# SUPPLIED DATA
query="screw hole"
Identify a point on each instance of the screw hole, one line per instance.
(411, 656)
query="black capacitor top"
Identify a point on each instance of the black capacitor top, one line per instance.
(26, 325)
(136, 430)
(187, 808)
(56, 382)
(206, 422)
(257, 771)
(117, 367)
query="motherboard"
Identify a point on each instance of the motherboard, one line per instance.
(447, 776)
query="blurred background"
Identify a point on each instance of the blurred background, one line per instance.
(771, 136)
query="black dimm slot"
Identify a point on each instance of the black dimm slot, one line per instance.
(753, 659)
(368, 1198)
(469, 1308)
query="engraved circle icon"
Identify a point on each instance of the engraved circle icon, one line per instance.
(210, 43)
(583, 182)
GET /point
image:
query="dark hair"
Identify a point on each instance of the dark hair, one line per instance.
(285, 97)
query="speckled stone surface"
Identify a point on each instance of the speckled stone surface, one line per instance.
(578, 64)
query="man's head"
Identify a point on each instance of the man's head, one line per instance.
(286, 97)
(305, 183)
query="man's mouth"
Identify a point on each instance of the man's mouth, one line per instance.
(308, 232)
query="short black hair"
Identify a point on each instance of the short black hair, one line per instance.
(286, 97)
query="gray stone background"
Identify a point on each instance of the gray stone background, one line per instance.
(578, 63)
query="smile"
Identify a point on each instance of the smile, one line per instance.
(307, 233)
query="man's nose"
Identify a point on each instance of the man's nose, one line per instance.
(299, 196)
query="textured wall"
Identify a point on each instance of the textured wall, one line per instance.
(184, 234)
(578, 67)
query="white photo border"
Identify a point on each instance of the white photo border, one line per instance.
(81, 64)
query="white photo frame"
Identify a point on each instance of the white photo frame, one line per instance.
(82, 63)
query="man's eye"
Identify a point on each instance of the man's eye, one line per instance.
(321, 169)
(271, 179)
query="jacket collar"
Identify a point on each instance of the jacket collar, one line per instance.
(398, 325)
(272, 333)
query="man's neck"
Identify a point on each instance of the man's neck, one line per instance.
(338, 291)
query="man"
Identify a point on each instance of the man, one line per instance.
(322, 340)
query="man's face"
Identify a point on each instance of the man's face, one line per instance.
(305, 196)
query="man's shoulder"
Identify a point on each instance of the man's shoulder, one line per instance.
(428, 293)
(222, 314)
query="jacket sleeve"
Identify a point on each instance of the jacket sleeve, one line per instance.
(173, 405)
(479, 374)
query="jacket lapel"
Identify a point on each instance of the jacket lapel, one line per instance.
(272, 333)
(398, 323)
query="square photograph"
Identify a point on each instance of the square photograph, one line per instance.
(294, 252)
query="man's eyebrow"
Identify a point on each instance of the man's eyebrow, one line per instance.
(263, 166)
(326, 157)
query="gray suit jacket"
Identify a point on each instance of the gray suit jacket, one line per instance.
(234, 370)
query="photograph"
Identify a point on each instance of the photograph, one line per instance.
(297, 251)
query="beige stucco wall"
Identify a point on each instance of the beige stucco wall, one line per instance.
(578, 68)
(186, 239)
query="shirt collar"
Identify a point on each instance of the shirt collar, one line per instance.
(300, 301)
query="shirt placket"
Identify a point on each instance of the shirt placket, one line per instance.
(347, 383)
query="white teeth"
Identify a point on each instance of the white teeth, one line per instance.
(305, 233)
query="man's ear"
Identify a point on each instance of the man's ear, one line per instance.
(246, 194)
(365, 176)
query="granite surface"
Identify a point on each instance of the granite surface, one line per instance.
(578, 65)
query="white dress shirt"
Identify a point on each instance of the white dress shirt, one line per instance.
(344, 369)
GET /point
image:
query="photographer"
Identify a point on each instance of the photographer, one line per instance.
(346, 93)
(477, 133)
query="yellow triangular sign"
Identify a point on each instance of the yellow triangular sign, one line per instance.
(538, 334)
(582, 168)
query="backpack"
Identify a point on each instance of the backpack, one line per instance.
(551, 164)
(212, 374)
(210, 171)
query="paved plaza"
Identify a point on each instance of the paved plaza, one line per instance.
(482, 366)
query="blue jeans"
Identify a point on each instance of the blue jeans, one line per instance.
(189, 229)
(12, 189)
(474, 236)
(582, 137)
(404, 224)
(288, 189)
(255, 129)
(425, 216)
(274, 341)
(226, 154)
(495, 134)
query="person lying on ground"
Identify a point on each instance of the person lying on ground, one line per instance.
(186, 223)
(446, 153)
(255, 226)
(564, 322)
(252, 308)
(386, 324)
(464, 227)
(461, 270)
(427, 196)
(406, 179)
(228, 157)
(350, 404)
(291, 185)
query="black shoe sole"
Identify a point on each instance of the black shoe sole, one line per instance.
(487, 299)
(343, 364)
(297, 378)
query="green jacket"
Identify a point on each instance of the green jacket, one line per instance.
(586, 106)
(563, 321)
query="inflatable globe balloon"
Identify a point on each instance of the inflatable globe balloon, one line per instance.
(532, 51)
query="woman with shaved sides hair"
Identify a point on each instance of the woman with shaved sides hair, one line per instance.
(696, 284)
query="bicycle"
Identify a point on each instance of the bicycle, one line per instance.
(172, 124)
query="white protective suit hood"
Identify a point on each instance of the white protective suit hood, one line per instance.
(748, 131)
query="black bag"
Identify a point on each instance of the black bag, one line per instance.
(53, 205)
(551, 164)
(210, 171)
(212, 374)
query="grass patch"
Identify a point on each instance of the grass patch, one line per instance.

# EXERCISE GOAL
Pull out each line of the entries that contains "patch".

# TASK SOLUTION
query="grass patch"
Identify a point on each instance of the grass patch, one line per instance.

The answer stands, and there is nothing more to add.